Stored items:
--- START ---
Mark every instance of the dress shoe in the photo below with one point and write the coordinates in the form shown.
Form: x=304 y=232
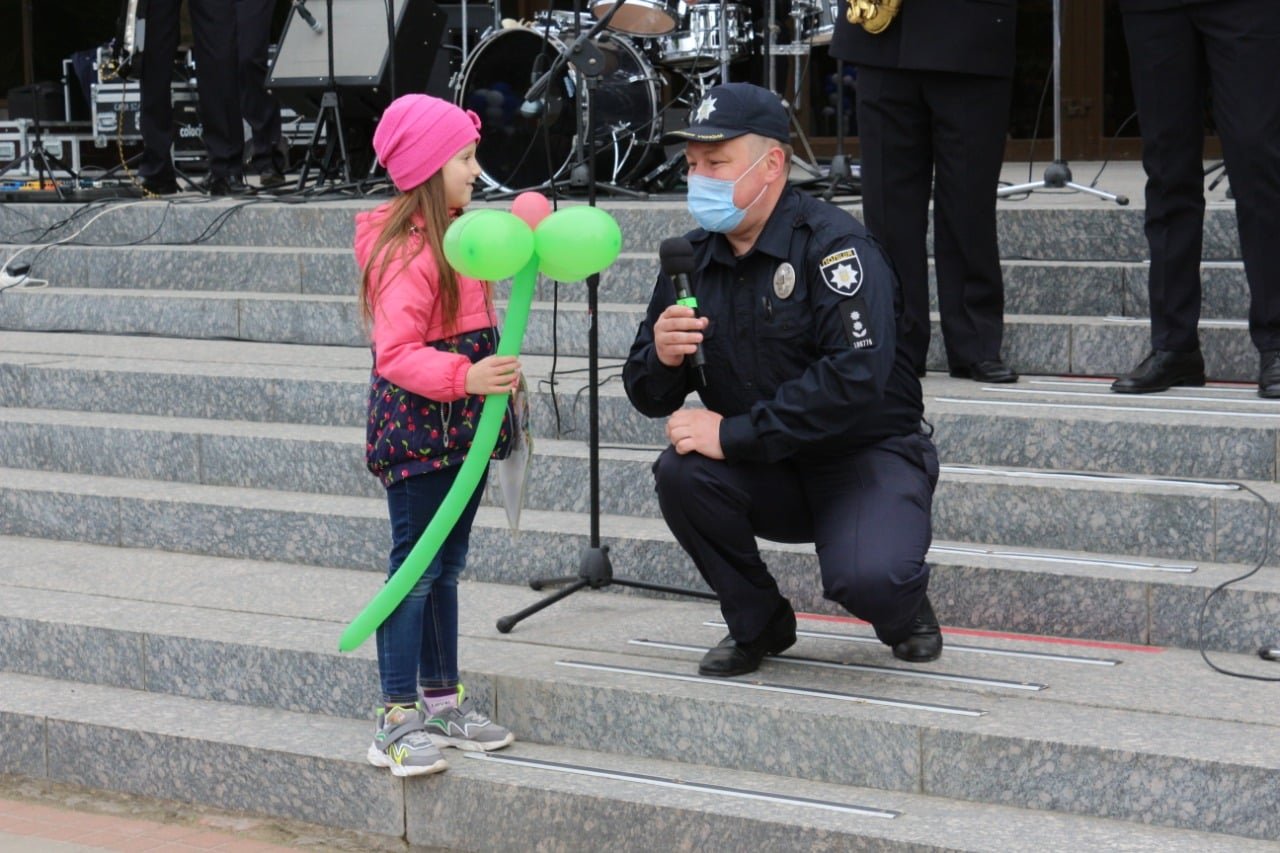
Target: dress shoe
x=1161 y=370
x=233 y=185
x=270 y=178
x=924 y=642
x=159 y=186
x=1269 y=374
x=731 y=657
x=993 y=370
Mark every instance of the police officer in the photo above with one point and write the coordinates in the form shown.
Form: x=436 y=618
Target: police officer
x=213 y=26
x=933 y=95
x=1179 y=51
x=812 y=423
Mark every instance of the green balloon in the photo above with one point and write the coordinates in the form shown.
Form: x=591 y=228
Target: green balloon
x=400 y=584
x=574 y=242
x=489 y=245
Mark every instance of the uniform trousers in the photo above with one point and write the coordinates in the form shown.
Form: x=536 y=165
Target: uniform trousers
x=868 y=514
x=259 y=108
x=924 y=131
x=213 y=23
x=1232 y=51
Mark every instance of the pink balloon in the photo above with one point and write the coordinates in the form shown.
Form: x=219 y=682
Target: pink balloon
x=531 y=206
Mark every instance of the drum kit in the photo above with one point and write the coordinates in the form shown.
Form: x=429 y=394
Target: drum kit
x=659 y=56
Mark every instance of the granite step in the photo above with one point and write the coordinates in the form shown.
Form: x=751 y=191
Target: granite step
x=1057 y=287
x=1033 y=343
x=1032 y=229
x=307 y=767
x=1033 y=723
x=1069 y=584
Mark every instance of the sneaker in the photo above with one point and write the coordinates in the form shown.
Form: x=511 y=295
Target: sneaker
x=465 y=728
x=401 y=743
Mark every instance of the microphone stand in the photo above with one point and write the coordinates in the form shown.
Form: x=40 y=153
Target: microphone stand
x=1057 y=174
x=594 y=568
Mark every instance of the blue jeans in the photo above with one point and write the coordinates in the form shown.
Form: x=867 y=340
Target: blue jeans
x=419 y=642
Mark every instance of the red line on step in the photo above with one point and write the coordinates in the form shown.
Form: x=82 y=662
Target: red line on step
x=1025 y=638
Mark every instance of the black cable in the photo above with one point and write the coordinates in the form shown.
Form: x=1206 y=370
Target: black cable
x=1262 y=559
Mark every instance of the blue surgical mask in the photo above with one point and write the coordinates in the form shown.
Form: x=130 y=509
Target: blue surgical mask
x=711 y=200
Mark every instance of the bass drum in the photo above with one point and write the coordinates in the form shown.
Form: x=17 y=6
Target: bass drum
x=517 y=151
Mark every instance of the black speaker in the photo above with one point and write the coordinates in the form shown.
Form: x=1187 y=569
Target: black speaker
x=361 y=72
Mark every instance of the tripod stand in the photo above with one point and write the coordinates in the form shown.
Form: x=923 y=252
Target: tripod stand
x=329 y=124
x=594 y=568
x=1057 y=174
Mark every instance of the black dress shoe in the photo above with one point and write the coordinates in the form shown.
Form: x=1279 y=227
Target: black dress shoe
x=233 y=185
x=1161 y=370
x=731 y=657
x=159 y=186
x=993 y=370
x=1269 y=374
x=924 y=642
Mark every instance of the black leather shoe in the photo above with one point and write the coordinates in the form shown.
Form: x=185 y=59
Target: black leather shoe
x=1161 y=370
x=233 y=185
x=731 y=657
x=924 y=642
x=993 y=370
x=1269 y=374
x=159 y=186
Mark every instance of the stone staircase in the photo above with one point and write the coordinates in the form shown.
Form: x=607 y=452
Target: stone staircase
x=186 y=527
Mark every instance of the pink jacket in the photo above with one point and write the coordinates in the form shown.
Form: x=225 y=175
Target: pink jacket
x=407 y=316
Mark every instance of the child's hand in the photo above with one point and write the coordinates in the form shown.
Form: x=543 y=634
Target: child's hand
x=493 y=375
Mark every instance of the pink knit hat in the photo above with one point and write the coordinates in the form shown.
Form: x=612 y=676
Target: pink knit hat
x=419 y=133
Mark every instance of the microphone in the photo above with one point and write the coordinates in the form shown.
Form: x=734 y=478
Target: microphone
x=676 y=255
x=306 y=16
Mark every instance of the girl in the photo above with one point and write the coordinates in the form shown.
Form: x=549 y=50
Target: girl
x=434 y=334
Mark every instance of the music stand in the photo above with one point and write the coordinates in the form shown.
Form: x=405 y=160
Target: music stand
x=594 y=568
x=1057 y=174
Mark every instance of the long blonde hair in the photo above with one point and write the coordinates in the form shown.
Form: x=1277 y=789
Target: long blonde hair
x=402 y=240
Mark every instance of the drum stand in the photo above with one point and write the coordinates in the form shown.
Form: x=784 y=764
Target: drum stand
x=795 y=50
x=588 y=62
x=329 y=124
x=1057 y=174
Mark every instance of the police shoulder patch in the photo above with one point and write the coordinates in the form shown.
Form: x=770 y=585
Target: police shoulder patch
x=842 y=272
x=856 y=318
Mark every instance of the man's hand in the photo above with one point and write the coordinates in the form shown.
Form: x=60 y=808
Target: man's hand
x=695 y=430
x=677 y=334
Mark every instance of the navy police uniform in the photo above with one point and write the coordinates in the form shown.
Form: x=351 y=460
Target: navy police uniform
x=1179 y=53
x=933 y=95
x=822 y=416
x=213 y=24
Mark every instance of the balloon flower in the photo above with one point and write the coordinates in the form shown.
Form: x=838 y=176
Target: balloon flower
x=567 y=245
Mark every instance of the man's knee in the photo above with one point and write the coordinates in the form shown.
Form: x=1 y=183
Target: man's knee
x=883 y=594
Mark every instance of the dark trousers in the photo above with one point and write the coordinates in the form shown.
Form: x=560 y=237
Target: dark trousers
x=259 y=108
x=868 y=514
x=945 y=132
x=1176 y=56
x=213 y=23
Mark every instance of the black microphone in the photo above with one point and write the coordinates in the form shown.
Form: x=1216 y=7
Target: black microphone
x=306 y=16
x=676 y=255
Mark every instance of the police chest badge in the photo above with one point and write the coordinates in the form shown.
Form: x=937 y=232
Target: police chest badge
x=784 y=281
x=842 y=272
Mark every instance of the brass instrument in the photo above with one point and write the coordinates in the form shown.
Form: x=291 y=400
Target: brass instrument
x=874 y=16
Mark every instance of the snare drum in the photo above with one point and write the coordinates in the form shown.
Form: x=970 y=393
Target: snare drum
x=640 y=17
x=698 y=42
x=818 y=22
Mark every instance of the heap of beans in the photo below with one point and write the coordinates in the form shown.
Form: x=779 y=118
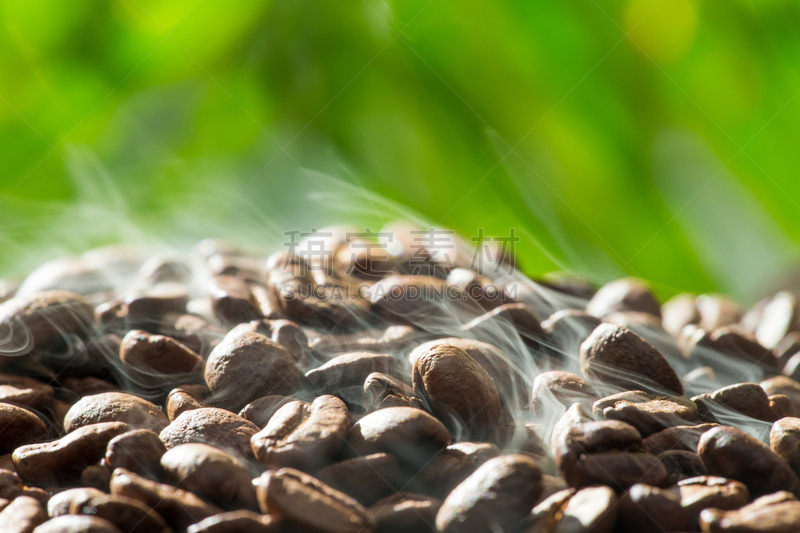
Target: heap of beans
x=244 y=392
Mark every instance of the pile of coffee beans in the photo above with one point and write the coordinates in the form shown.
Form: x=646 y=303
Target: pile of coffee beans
x=372 y=389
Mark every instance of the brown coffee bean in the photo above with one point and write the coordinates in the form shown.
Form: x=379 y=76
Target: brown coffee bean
x=158 y=360
x=61 y=462
x=628 y=294
x=498 y=495
x=646 y=508
x=459 y=391
x=246 y=366
x=648 y=413
x=709 y=492
x=212 y=474
x=784 y=439
x=22 y=515
x=61 y=502
x=682 y=465
x=405 y=511
x=236 y=522
x=75 y=523
x=139 y=451
x=185 y=398
x=593 y=509
x=43 y=320
x=232 y=301
x=350 y=370
x=619 y=357
x=411 y=434
x=557 y=388
x=747 y=399
x=367 y=479
x=767 y=514
x=212 y=426
x=782 y=405
x=731 y=453
x=305 y=502
x=303 y=436
x=128 y=514
x=114 y=407
x=778 y=319
x=18 y=426
x=179 y=508
x=500 y=367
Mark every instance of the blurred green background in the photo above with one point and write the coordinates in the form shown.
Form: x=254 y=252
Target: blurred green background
x=657 y=138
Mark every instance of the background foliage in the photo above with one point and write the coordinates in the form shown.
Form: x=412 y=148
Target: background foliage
x=656 y=138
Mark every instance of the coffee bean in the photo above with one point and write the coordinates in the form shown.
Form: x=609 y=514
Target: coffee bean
x=60 y=462
x=178 y=507
x=128 y=514
x=212 y=426
x=411 y=434
x=648 y=413
x=303 y=436
x=459 y=391
x=305 y=502
x=212 y=474
x=403 y=512
x=729 y=452
x=367 y=479
x=628 y=294
x=619 y=357
x=646 y=508
x=236 y=522
x=18 y=427
x=497 y=495
x=246 y=366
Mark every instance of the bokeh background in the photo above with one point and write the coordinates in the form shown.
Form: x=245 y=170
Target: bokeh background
x=657 y=138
--- END ---
● Problem to work on: Update the stretch from the start of the records through the line containing "x=419 y=642" by replacing "granite step" with "stone step", and write those lines out again with everything else unchanged. Leave the pictures out of your answer.

● Result:
Mark every instance of the dress shoe in the photo below with one point and write the coordinates in the form shown.
Form: x=304 y=232
Target: dress shoe
x=1161 y=370
x=233 y=185
x=270 y=178
x=924 y=642
x=159 y=186
x=1269 y=374
x=731 y=657
x=993 y=370
Mark every instance of the police officer in the photo above with one point and write the coordinates in the form shown.
Form: x=436 y=618
Target: police officer
x=213 y=26
x=933 y=95
x=1179 y=51
x=812 y=423
Mark every instance of the green balloon in the photo above with one point and write the coordinates in the form shown.
Form: x=591 y=228
Target: green balloon
x=400 y=584
x=574 y=242
x=489 y=245
Mark every instance of the uniform trousers in the photo above with one point and write the coordinates in the form shown.
Form: x=536 y=165
Target: uniform trousers
x=868 y=514
x=259 y=108
x=924 y=131
x=213 y=23
x=1232 y=51
Mark every instance of the pink balloon in the photo above with one point and write the coordinates in the form shown.
Form: x=219 y=682
Target: pink balloon
x=531 y=206
Mark every instance of the drum kit in the photo above with one point and write the coordinates in the form shown.
Form: x=429 y=394
Target: drum kit
x=659 y=56
Mark every instance of the stone step in the photo above with one point and write the coordinates in the form shown.
Form: x=751 y=191
Target: stone step
x=1057 y=287
x=1033 y=343
x=1032 y=229
x=307 y=767
x=1033 y=723
x=1069 y=584
Mark every instance of the sneaker in the photo above with one point and write the coordinates in the form shown.
Form: x=511 y=295
Target: sneaker
x=465 y=728
x=401 y=743
Mark every instance of the microphone stand in the photo above with one point and write the coordinates in the form shown.
Form: x=40 y=153
Target: microphone stand
x=1057 y=174
x=594 y=568
Mark every instance of the blue jeans in the photo above with one point and write the coordinates in the form shown.
Form: x=867 y=340
Target: blue jeans
x=419 y=642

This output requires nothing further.